Please repeat the line that has "Look at the photo above. Which pixel sits on the green" and all lines after it, exactly as they appear, through the end of the entries.

[Natural language region descriptions]
···
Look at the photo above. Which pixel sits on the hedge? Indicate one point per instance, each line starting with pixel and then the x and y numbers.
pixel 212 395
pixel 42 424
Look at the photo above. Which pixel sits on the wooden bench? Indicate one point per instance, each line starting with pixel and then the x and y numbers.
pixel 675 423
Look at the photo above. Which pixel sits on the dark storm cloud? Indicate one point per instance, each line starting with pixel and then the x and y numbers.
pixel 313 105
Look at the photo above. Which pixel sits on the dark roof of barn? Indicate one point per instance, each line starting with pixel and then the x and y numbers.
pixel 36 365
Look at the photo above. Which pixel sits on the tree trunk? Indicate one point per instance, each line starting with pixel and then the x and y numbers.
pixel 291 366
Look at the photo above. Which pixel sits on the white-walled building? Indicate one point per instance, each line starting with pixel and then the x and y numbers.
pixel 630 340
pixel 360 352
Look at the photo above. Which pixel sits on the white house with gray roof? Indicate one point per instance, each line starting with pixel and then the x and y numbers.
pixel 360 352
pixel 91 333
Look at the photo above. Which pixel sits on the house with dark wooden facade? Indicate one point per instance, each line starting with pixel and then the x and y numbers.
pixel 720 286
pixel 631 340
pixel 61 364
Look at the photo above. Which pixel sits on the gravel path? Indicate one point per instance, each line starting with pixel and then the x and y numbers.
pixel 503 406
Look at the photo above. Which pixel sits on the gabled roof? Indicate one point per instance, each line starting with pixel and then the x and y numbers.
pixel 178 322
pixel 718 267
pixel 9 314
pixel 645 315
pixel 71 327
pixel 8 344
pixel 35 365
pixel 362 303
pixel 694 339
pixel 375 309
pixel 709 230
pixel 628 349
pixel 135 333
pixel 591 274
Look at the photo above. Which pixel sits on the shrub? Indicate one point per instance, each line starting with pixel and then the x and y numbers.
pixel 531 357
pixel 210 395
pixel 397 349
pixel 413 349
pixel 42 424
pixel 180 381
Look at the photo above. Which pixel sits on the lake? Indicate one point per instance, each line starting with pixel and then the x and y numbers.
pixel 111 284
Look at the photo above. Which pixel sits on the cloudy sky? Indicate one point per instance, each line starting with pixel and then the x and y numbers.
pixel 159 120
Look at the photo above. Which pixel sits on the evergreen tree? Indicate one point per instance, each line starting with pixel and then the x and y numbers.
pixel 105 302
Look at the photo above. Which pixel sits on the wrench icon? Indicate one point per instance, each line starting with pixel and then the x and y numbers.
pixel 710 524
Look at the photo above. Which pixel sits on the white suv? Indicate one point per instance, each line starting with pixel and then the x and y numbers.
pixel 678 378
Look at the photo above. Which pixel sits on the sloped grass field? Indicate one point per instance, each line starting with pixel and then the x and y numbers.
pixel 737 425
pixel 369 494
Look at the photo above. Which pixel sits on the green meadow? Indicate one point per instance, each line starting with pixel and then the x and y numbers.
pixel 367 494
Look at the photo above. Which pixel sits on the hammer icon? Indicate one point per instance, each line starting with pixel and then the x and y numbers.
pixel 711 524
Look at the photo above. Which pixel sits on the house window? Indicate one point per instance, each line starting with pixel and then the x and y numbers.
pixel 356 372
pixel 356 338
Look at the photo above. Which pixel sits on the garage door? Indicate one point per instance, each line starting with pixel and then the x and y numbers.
···
Exercise answer:
Look at the photo above. Which pixel sits on the green meadow? Indicate one point per instance, each line starting with pixel and then the x and y numbers.
pixel 367 494
Look at the photo above. Which pixel sits on the hammer icon? Indicate one point per instance, each line starting with pixel and then the x and y numbers.
pixel 711 524
Look at the photo above. Which pixel sits on the house window? Indicate one point per instance, each line starting with pixel and then the x and y numbers.
pixel 356 372
pixel 356 338
Look at the photo above. Which pixel sits on the garage door? Indicate one point per instance, each line starting with pixel and then the x and y numbers.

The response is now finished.